■ EXERCISE PROMPT
Repeat the material verbatim and drop the pictures.

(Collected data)
※
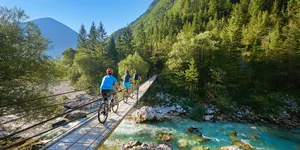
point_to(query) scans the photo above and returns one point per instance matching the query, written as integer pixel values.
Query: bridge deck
(91, 134)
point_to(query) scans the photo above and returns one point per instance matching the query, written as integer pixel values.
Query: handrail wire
(44, 107)
(21, 141)
(54, 117)
(28, 100)
(16, 143)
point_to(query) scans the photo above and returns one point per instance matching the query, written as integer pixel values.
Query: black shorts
(107, 93)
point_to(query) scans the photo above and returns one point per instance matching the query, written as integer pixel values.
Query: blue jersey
(136, 76)
(127, 77)
(108, 82)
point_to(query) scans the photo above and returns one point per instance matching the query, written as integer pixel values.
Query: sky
(114, 14)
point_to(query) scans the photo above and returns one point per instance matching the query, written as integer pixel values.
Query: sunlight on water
(260, 137)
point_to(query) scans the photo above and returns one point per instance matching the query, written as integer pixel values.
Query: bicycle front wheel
(114, 104)
(125, 97)
(103, 113)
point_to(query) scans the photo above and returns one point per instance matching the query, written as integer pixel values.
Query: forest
(210, 51)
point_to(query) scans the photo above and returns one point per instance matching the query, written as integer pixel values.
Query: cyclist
(107, 84)
(137, 79)
(126, 83)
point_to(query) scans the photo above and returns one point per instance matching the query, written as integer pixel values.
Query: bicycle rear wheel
(114, 104)
(125, 98)
(137, 93)
(103, 113)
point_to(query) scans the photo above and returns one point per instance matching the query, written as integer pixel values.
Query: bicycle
(125, 97)
(137, 91)
(105, 108)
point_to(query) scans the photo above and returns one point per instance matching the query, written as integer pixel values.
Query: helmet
(109, 71)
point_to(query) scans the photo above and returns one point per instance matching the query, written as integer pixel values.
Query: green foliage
(63, 98)
(25, 69)
(197, 112)
(82, 37)
(132, 63)
(68, 57)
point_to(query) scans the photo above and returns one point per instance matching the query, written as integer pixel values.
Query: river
(260, 137)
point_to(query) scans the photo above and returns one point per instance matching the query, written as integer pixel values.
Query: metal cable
(19, 142)
(54, 117)
(21, 102)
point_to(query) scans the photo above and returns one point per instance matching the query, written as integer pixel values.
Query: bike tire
(114, 104)
(103, 113)
(125, 98)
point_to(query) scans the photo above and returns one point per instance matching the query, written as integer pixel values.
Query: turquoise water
(260, 137)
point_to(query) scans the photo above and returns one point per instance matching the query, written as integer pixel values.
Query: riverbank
(219, 135)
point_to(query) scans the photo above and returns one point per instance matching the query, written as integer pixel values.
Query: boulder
(200, 148)
(143, 114)
(242, 144)
(194, 130)
(3, 133)
(182, 143)
(232, 133)
(136, 145)
(233, 147)
(165, 137)
(208, 117)
(131, 144)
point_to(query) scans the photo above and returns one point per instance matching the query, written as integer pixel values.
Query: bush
(197, 112)
(63, 98)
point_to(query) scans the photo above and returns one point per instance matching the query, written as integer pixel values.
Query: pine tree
(102, 35)
(112, 50)
(127, 41)
(82, 37)
(93, 35)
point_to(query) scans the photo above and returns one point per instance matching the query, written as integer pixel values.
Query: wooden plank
(91, 134)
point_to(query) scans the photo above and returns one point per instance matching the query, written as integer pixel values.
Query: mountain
(60, 35)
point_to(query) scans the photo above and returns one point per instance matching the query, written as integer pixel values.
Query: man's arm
(118, 86)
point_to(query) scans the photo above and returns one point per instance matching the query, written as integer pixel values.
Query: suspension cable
(54, 117)
(38, 108)
(21, 141)
(21, 102)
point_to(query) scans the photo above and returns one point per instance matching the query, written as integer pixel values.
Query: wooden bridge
(91, 134)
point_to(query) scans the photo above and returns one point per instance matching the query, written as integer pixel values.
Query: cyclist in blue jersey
(107, 84)
(137, 79)
(126, 83)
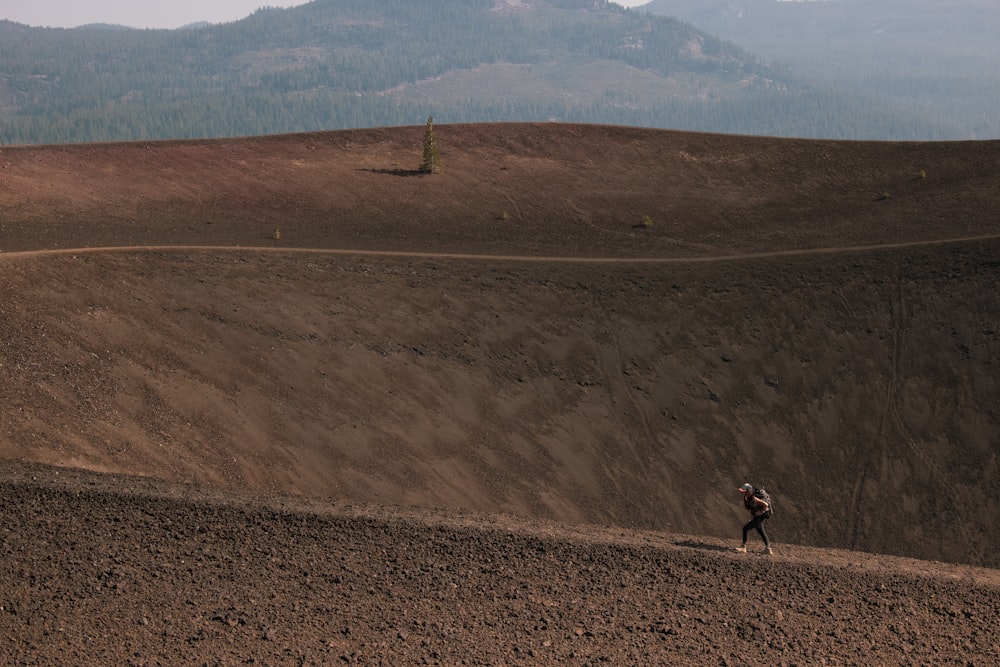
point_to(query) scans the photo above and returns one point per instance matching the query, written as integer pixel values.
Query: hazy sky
(144, 13)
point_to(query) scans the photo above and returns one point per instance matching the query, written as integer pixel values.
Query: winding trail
(496, 258)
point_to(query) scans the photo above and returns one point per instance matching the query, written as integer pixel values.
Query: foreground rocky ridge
(246, 337)
(134, 572)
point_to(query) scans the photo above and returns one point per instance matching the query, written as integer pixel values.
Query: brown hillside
(503, 337)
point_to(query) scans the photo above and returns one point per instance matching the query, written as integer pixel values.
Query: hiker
(759, 504)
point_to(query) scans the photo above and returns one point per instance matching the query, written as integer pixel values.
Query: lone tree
(432, 161)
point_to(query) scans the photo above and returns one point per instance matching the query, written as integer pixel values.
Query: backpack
(761, 493)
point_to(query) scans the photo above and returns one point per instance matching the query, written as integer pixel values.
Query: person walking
(759, 505)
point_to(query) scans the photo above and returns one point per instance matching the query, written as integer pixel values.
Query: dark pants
(758, 523)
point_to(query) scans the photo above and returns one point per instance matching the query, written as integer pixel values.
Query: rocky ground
(287, 401)
(115, 570)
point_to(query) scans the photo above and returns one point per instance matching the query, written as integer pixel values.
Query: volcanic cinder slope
(288, 400)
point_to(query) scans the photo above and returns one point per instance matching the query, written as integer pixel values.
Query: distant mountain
(938, 59)
(337, 64)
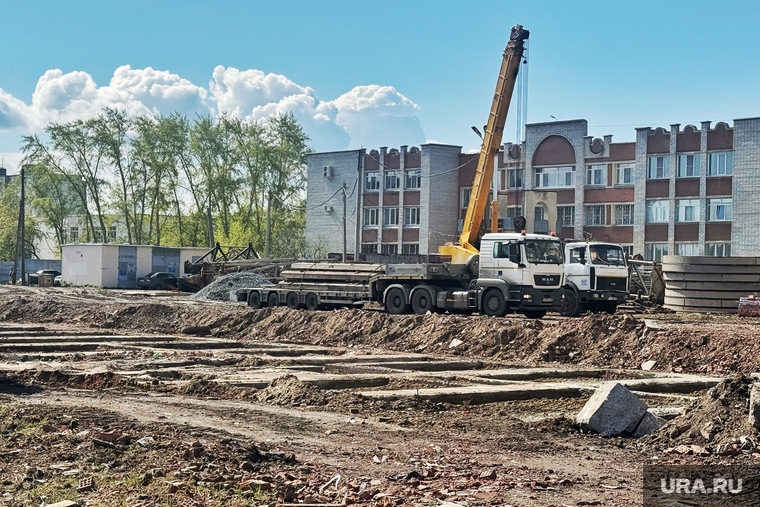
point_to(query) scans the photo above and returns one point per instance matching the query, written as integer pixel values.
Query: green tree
(10, 200)
(51, 199)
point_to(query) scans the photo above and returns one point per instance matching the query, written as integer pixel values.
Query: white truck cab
(525, 270)
(598, 275)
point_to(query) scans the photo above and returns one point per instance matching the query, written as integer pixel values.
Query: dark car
(34, 278)
(157, 280)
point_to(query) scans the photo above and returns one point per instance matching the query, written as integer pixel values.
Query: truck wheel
(292, 301)
(312, 301)
(569, 305)
(395, 302)
(422, 302)
(494, 303)
(254, 300)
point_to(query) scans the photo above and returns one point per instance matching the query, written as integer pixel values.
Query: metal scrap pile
(219, 289)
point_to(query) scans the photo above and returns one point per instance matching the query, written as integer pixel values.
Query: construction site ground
(143, 398)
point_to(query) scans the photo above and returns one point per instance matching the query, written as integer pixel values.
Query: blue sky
(377, 74)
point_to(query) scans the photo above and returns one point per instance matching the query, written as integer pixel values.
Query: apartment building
(683, 191)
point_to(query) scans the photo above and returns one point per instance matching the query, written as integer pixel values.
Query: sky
(383, 73)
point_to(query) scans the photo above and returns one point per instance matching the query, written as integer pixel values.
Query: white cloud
(13, 112)
(377, 116)
(369, 116)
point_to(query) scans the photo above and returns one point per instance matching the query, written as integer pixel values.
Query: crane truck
(512, 272)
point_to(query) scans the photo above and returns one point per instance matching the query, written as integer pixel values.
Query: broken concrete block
(648, 424)
(612, 410)
(754, 406)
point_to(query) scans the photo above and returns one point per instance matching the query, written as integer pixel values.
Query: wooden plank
(711, 294)
(713, 285)
(670, 260)
(308, 276)
(327, 266)
(690, 268)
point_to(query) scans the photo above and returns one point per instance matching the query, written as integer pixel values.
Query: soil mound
(720, 417)
(288, 390)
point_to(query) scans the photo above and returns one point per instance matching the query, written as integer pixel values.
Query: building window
(390, 217)
(413, 179)
(370, 217)
(624, 214)
(596, 175)
(464, 196)
(718, 249)
(549, 177)
(371, 182)
(73, 234)
(624, 174)
(514, 211)
(657, 211)
(720, 209)
(412, 216)
(688, 165)
(515, 178)
(658, 167)
(392, 181)
(687, 249)
(655, 251)
(410, 249)
(721, 163)
(565, 216)
(389, 249)
(687, 210)
(595, 215)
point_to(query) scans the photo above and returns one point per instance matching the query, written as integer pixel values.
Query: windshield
(609, 255)
(543, 252)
※
■ RESPONSE TO THE EXERCISE
point_to(query) scans the photo above and returns one point per instance matching the query, written as integer pixel values.
Query: bridge deck
(91, 134)
point_to(query) scans the photo above and returns one point per instance matching the query, written as integer pixel values.
Query: handrail wire
(44, 107)
(21, 141)
(54, 117)
(28, 100)
(16, 143)
point_to(query) scans the photo above and returns one point per instance matching the query, written as integer pixel values.
Query: black shorts
(107, 93)
point_to(query) scans the photo above and returns one point per instance matching the query, written as integer pixel values.
Query: blue jersey
(136, 76)
(127, 77)
(108, 82)
point_to(query) scans the photo above and returns one point per instance matching the query, written as integer pixel values.
Query: sky
(114, 14)
point_to(query) scans the photo above and returns one point per instance matching the query, written as integer pixel values.
Query: sunlight on water
(260, 137)
point_to(query) scans the photo above and returns one point per instance matching the query, written as integer pixel values.
Query: bicycle front wheel
(114, 104)
(125, 97)
(103, 113)
point_to(query) scans the photo above and returns one point per instance matching the query, written as integer pixel values.
Query: forest
(210, 51)
point_to(query) scans the photo above and returns one point per instance matching the query, written as integer pixel values.
Query: cyclist
(107, 84)
(137, 79)
(126, 83)
point_to(query) scans the photo above and returns one point per instance matching the query, written as integer pixel values.
Query: bicycle rear wheel
(114, 104)
(125, 98)
(137, 93)
(103, 113)
point_to(query) scans the photo above and returns one point per instance matching the query, written as integer pixel values.
Query: bicycle
(125, 97)
(137, 91)
(105, 108)
point_to(query) scans the photo above and returns one point per instance matching the query, written as integer pixel values.
Query: helmet
(109, 71)
point_to(query) scans the photo above and returns one point per instance matching the query, written as integer pixel values.
Query: green foliage
(63, 98)
(25, 69)
(197, 112)
(82, 37)
(132, 63)
(68, 57)
point_to(query) scans the photo above and returns one point per instance matching the query, written as integer pixel values.
Query: river
(260, 137)
point_to(query) scans the photo above and returns one point per instance matching the query, written as integer pixel values.
Query: metal cable
(19, 142)
(54, 117)
(21, 102)
point_to(query) scans the photo above and returns one point per instance matching the query, written as integer pixel values.
Query: bike tire
(114, 104)
(103, 113)
(125, 98)
point_to(query) scans the photo above and returns one point per instance matching the query, written as integer pixel values.
Query: turquoise water
(260, 137)
point_to(query) scans the photo above and returns one point per instance matching the query, written as integer pixel values.
Query: riverbank
(219, 135)
point_to(query) scans the photo above and returns one point per instance matching the query, written as integer pixel values.
Query: boulder
(200, 148)
(143, 114)
(242, 144)
(194, 130)
(3, 133)
(182, 143)
(232, 133)
(136, 145)
(233, 147)
(165, 137)
(208, 117)
(131, 144)
point_to(query) scans the photo above and returns one point per instance matching the query, written as integer pixel values.
Query: bush
(197, 112)
(63, 98)
point_to(query) scans the photo above and returns one point per instance matching the query, written as integer pixel values.
Query: pine tree
(102, 35)
(112, 50)
(127, 41)
(82, 37)
(93, 35)
point_to(query) scans the photo above and returns one point per instance matching the query, written as integer pixel values.
Query: wooden plank
(91, 134)
point_to(query) scans the photo above and returns one point per instance matching the query, written as integer pixel values.
Query: mountain
(60, 35)
point_to(query) scans the photo above and returns one point per instance matching the query, written as integer pixel values.
Query: man's arm
(118, 86)
point_to(query) scans the photo above and returns one point per instance matching the query, written as integer pixel values.
Query: suspension cable
(54, 117)
(38, 108)
(21, 141)
(21, 102)
point_to(query) scans the photo above and returns one point per instance matching the query, written as integer pixel values.
Query: wooden bridge
(91, 134)
point_to(query) scans the photo above and returns one point per instance matching the query, written as integer pixel values.
Query: cyclist in blue jersey
(107, 84)
(137, 79)
(126, 83)
point_to(query) scans the photo above and returns one point per instance matching the query, written as integer pixel values.
Query: hazy sky
(144, 13)
point_to(query) scans the photo above and returns one point per instance matching the query, written as integer pixel values.
Query: winding trail
(496, 258)
point_to(query) scans the photo above and returns one point per instance matching the query, written as integer pixel values.
Query: foreground rocky ridge
(246, 337)
(134, 572)
point_to(query) scans the photo above and returns one point per instance matching the query, written as integer pixel values.
Query: brown hillside
(503, 337)
point_to(query) scans the photo above and returns one point per instance matching the query, written as integer pixel values.
Query: hiker
(759, 504)
point_to(query) scans the photo above and returns one point per instance matching the query, written as integer pixel values.
Query: lone tree
(432, 161)
point_to(query) scans the photo above and returns one point per instance matching the query, written as integer pixel values.
Query: backpack
(761, 493)
point_to(query) scans the photo above and returns one point per instance matching the query, written as integer pixel values.
Query: person walking
(759, 505)
point_to(query) scans the photo above and returns one point per instance matching the query, written as integer pixel values.
Query: dark pants
(758, 523)
point_to(query) scans the photo above and returns one point per instance matching the query, written as integer pixel values.
Query: rocky ground
(287, 401)
(115, 570)
point_to(query) scans the photo above and returns one point per instance matching the query, written as integer pixel values.
Query: volcanic cinder slope
(288, 400)
point_to(query) scans the photo above and returns one point per instance matching the query, written as integer pixel values.
Query: distant mountain
(938, 59)
(337, 64)
point_to(query) scans the photo above and returns one point per instance matching the query, written as integer pixel values.
Query: green tree
(10, 200)
(51, 199)
point_to(query) scans the photo above and returns one point per instance matching the query, written as integer pixel values.
Query: white truck cab
(525, 270)
(598, 275)
point_to(query) scans the photo above and returns one point per instance matching the query, written as integer pixel values.
Query: dark car
(34, 278)
(157, 280)
point_to(query) scans the photo above and returns one point per instance matching the query, written as integer pixel values.
Query: truck wheel
(292, 301)
(312, 301)
(569, 305)
(395, 302)
(422, 302)
(494, 303)
(254, 300)
point_to(query) scans the photo above and returns one point per instance matching the query, written as integer pixel values.
Query: metal scrap pile
(219, 289)
point_to(query) scans the photo above and returns one point per instance matching the query, written as integer pixel values.
Query: construction site ground
(143, 398)
point_to(query) scans the photo above and returns one point per instance matching the query, written as integer pixel values.
Query: blue sky
(377, 74)
point_to(query) scans the photo above and returns one point per instance matching the query, written as integer pixel values.
Query: apartment building
(683, 191)
point_to(query) scans the photo above and returns one point per instance matching the query, written as integer pixel values.
Query: sky
(383, 73)
point_to(query) scans the photo above and returns one point per instance matching the query, written as integer pixel values.
Query: white cloud
(13, 112)
(377, 116)
(369, 116)
point_to(query) scans the photo above and returns one point per instance matching the query, written as integer pixel values.
Query: crane truck
(512, 272)
point_to(query) scans the photo above and returns one point per instance matching the query, written as integer pixel values.
Query: broken concrete block
(648, 424)
(612, 410)
(754, 406)
point_to(query) scans the photo above and returns one point per instance matching the query, written as integer pixel values.
Query: wooden plank
(711, 294)
(713, 285)
(670, 260)
(308, 276)
(327, 266)
(690, 268)
point_to(query) scans the photo above and returns one point per instance matching the query, written as integer pixel values.
Query: soil mound
(720, 417)
(288, 390)
point_to(query) scans the photo above and returns one point per instance matching the query, written as integer pixel values.
Query: building window
(390, 217)
(413, 179)
(370, 217)
(624, 214)
(596, 175)
(464, 196)
(718, 249)
(549, 177)
(371, 182)
(73, 234)
(624, 174)
(514, 211)
(657, 211)
(720, 209)
(412, 216)
(688, 165)
(515, 178)
(658, 167)
(392, 181)
(687, 249)
(655, 251)
(410, 249)
(721, 163)
(565, 216)
(389, 249)
(687, 210)
(595, 215)
point_to(query) scans the photo above and returns one point per instance matching the query, written as integer pixel values.
Query: windshield
(609, 255)
(543, 252)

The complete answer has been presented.